# Wife looks at watch



## JohnDoe2012 (Nov 29, 2012)

So I am in a bad marriage, been trying for years to resolve the issues, I have other posts discussing details. Today I convinced her to talk for 15 minutes. While I was trying to discuss the issues, she kept looking at her watch. What dies that say about her? Does she care?


----------



## 2ntnuf (Jul 14, 2012)

No one can know what she is thinking. Here are some things that came to mind:

1. She has an appointment and is concerned she will be late.

2. She is doing something that she wants to continue once a certain amount of time has passed to let it set or dry or bake or ??

3. She is waiting for someone to contact her.

4. She has told someone she will contact them at a certain time.

5. She has no respect for you or your opinion and is trying to show you that.

I believe this last point to be more true than any. Even if she has a modicum of respect, she will let you know she has something to do that is more important to her at the moment. She will not show this kind of patronizing display of disrespect. Sorry, that's my opinion.


----------



## I'mInLoveWithMyHubby (Nov 7, 2011)

I vote mostly number #5. 

My marriage comes first and whenever one of us needs to talk, the other listens. It doesn't matter what time of day it is. Things get resolved immediately around here. Although, issues rarely come up. It's about respect. Your wife is showing you that she's not putting the effort into your marriage as she should be.

If her looking at her watch bugged you, it should of been discussed at the time. Maybe she isn't aware how important it is for you to have her undivided attention.


----------



## Dollystanford (Mar 14, 2012)

Number 5 is bang on - it's rude and she knows it and she doesn't care


----------



## JohnDoe2012 (Nov 29, 2012)

Thank you all. I vote #5 too. She had to be somewhere but had 2 hours before having to go, I just asked for 15 minutes. She does it all the time, anyway, when I try to talk to her. She texts, too.


----------



## unbelievable (Aug 20, 2010)

You're trying to talk to the wrong woman.


----------



## somethingelse (Jun 20, 2012)

Do you find that you are going on a rant when you're talking to her? Sometimes my H goes on these rants when he's trying to get a point across to me. It can last up to 20 minutes sometimes lol I tend to check the time and sometimes get a little irritated by it and I have checked my watch before just to show he's pushing us for time. 

I guess I'll have to check out your other posts


----------



## JohnDoe2012 (Nov 29, 2012)

somethingelse said:


> Do you find that you are going on a rant when you're talking to her? Sometimes my H goes on these rants when he's trying to get a point across to me. It can last up to 20 minutes sometimes lol I tend to check the time and sometimes get a little irritated by it and I have checked my watch before just to show he's pushing us for time.

■ ■ ■ ■ ■ ■ ■

List every possible reason that 2ntnuf offers in the forum thread above for the wife looking at her watch.

▶ **Data extract**:
■ ■ ■ ■ ■ ■ ■

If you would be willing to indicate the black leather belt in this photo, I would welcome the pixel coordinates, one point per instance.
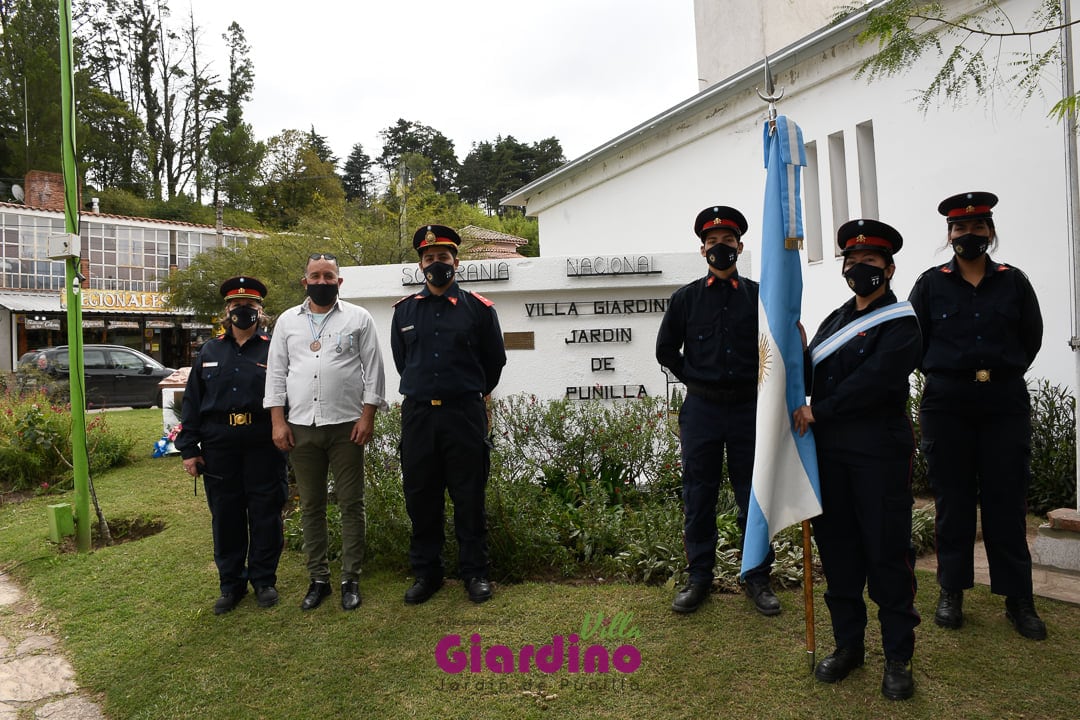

■ ■ ■ ■ ■ ■ ■

▶ **Written solution**:
1. She has an appointment and is worried she will be late.
2. She is in the middle of something she wants to pick up again once a certain amount of time has passed, to let it set, dry or bake.
3. She is waiting for someone to contact her.
4. She has told someone she will contact them at a certain time.
5. She has no respect for him or his opinion and is trying to show him that.